MATERIAL SUPPLIED>
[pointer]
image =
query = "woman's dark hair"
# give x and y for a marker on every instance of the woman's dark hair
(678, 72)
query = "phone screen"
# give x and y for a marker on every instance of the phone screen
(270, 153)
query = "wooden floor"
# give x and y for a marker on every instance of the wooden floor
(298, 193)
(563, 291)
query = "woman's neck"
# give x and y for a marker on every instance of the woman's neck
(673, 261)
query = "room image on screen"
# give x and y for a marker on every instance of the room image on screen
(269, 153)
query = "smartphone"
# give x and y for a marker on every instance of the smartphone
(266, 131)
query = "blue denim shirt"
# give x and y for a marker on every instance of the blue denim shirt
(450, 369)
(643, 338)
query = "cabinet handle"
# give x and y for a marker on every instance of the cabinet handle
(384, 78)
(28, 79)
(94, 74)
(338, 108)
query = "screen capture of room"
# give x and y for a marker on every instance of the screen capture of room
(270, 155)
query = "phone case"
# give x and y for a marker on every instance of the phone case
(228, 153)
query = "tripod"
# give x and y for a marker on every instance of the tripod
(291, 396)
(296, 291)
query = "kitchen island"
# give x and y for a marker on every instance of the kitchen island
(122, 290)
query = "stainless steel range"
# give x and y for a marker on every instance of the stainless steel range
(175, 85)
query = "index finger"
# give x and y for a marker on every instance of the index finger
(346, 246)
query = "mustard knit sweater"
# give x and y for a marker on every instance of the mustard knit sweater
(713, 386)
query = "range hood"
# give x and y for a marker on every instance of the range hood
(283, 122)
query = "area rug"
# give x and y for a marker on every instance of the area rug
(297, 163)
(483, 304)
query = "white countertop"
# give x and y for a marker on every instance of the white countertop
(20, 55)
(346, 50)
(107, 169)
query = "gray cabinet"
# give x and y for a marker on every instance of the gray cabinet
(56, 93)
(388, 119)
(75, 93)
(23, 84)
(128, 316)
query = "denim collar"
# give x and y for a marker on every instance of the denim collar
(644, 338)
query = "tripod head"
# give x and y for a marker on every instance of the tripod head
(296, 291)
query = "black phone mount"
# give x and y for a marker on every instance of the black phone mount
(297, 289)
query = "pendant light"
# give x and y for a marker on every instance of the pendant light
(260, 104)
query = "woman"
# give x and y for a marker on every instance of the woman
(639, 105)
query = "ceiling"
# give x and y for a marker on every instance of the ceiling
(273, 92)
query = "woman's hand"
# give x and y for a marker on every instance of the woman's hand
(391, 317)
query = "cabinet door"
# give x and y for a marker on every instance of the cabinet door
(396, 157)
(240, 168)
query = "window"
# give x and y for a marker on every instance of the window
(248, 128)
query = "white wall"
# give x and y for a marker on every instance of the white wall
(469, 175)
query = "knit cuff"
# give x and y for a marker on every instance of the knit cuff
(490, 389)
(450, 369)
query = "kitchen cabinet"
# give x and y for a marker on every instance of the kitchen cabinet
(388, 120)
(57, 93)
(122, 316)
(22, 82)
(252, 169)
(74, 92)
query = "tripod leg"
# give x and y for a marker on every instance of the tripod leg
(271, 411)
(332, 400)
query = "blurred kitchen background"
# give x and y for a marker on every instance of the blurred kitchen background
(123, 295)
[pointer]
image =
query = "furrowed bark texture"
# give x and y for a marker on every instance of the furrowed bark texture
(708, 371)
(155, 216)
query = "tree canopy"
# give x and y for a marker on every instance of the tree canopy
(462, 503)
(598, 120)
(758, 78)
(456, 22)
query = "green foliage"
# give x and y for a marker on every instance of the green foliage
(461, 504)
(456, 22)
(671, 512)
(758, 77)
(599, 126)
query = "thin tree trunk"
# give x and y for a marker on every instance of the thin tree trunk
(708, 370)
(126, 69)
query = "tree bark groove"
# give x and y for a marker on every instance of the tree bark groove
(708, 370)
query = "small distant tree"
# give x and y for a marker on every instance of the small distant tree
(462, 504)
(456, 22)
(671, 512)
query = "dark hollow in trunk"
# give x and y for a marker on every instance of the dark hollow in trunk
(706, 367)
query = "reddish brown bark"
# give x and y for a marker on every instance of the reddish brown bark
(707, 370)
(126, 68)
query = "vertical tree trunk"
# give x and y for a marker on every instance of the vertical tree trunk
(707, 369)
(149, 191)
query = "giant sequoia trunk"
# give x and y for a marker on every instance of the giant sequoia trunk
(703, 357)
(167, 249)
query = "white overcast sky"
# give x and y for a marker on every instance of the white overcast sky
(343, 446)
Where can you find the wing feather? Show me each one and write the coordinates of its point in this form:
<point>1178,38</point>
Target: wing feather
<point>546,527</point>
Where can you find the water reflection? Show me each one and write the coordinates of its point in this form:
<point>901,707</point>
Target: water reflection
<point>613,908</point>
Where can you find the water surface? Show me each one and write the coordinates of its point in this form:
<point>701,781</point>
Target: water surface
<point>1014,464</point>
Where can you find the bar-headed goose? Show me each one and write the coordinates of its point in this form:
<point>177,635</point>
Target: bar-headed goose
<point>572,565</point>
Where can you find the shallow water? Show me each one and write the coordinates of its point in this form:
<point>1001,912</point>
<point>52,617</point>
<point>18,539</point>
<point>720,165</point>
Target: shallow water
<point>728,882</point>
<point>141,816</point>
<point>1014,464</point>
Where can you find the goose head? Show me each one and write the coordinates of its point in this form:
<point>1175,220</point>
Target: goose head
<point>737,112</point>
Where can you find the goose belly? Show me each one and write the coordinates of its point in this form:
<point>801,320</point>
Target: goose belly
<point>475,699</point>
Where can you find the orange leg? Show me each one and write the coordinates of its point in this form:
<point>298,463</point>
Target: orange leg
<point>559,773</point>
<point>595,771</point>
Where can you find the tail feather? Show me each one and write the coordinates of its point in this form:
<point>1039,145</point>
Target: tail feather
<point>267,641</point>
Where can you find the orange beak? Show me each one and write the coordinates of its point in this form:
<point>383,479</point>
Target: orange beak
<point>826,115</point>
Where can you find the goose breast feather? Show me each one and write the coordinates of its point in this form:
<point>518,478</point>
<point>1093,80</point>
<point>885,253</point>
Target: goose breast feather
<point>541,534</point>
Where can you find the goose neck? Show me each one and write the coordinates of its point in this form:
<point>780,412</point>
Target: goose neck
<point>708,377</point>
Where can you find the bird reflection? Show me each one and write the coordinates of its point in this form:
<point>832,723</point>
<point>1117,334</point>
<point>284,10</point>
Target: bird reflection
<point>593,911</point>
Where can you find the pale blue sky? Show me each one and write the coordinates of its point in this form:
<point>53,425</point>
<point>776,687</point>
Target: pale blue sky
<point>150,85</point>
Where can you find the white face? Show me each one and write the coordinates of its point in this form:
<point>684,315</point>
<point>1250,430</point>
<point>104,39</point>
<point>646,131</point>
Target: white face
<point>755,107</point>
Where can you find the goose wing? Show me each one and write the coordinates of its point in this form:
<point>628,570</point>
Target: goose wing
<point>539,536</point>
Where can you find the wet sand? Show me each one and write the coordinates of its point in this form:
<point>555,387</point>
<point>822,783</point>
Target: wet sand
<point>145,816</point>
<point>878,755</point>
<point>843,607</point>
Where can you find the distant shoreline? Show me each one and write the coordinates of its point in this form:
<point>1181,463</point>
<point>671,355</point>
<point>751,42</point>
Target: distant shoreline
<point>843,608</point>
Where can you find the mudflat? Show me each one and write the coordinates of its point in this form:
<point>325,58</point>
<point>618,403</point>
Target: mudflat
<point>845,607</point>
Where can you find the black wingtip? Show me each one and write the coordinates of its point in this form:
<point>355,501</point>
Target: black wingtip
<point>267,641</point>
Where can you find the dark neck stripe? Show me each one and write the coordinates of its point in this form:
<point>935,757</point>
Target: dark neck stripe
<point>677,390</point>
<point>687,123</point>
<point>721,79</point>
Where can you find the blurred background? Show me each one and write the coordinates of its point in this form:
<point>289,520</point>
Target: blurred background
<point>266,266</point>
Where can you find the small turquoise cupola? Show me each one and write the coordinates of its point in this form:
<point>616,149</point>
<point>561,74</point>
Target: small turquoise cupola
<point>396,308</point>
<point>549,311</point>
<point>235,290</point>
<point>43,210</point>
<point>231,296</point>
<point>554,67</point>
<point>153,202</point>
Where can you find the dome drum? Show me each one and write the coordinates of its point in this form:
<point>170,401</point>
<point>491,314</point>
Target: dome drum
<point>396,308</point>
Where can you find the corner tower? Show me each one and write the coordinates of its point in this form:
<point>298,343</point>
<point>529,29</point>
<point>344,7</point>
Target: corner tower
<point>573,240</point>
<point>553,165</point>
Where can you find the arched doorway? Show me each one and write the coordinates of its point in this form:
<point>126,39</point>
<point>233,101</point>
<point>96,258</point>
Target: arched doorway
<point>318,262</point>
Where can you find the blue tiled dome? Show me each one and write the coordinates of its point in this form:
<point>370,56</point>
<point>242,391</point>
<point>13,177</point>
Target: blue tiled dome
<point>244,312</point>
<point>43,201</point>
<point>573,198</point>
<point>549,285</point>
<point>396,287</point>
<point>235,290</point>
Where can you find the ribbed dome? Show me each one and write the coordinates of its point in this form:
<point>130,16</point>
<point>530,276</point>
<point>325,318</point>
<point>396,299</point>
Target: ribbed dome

ACTIVITY>
All lines that include the word "ribbed" must be copied from the material above.

ANSWER SECTION>
Where can you find the ribbed dome? Show me each one and write the coordinates of its point in this form:
Target: ribbed dome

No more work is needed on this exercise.